[start of Text section]

Data warehouse monitoring metrics

The following monitoring metrics are returned for Azure Synapse Writer, BigQuery Writer, Databricks Wrtier, Fabric Data Warehouse Writer, Iceberg Writer, and Snowflake Writer.

Metric name	Measure	Scope	Updated	Description
Connection Retry Information	total number of reconnects and the last known reconnect time	Since the application was started		the total number of reconnects and the last known reconnect time that occurred Visible only if a retry attempt has been made by the adapter.
Discarded Event Count	Total number of events discarded	Since the application was started	After each event/batch execution	the total number of events discarded across all tables
Queued Batches Size In Bytes	size of all queued batches	Since the application was started		the size of all queued batches in bytes For BigQuery and Snowflake only: calculated and populated only when the application is configured in streaming mode
Table Write Info	JSONArray listing DWH-specific metrics	Since the application was started	After each batch execution	a list of sub-metrics showing granular table-level write info See details in table below.

[end of Text section]
[start of Information provided]

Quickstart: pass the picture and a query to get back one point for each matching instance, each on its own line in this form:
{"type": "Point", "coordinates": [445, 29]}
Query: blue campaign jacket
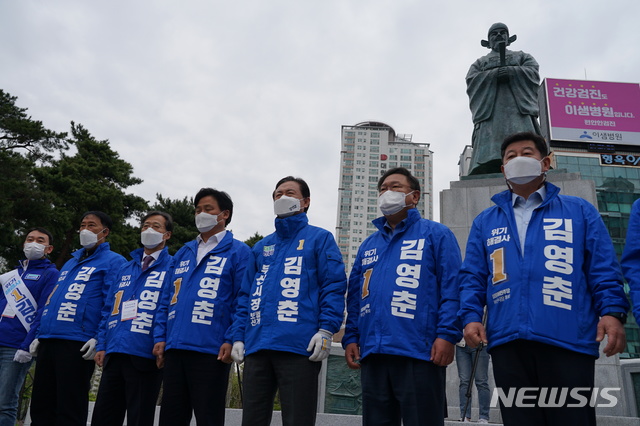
{"type": "Point", "coordinates": [568, 277]}
{"type": "Point", "coordinates": [199, 301]}
{"type": "Point", "coordinates": [73, 311]}
{"type": "Point", "coordinates": [39, 277]}
{"type": "Point", "coordinates": [133, 336]}
{"type": "Point", "coordinates": [403, 290]}
{"type": "Point", "coordinates": [631, 258]}
{"type": "Point", "coordinates": [294, 285]}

[end of Information provided]

Task ::
Set down the full text on data warehouse monitoring metrics once more, word for word, with nothing omitted or altered.

Correct result ::
Data warehouse monitoring metrics

The following monitoring metrics are returned for Azure Synapse Writer, BigQuery Writer, Databricks Wrtier, Fabric Data Warehouse Writer, Iceberg Writer, and Snowflake Writer.

Metric name	Measure	Scope	Updated	Description
Connection Retry Information	total number of reconnects and the last known reconnect time	Since the application was started		the total number of reconnects and the last known reconnect time that occurred Visible only if a retry attempt has been made by the adapter.
Discarded Event Count	Total number of events discarded	Since the application was started	After each event/batch execution	the total number of events discarded across all tables
Queued Batches Size In Bytes	size of all queued batches	Since the application was started		the size of all queued batches in bytes For BigQuery and Snowflake only: calculated and populated only when the application is configured in streaming mode
Table Write Info	JSONArray listing DWH-specific metrics	Since the application was started	After each batch execution	a list of sub-metrics showing granular table-level write info See details in table below.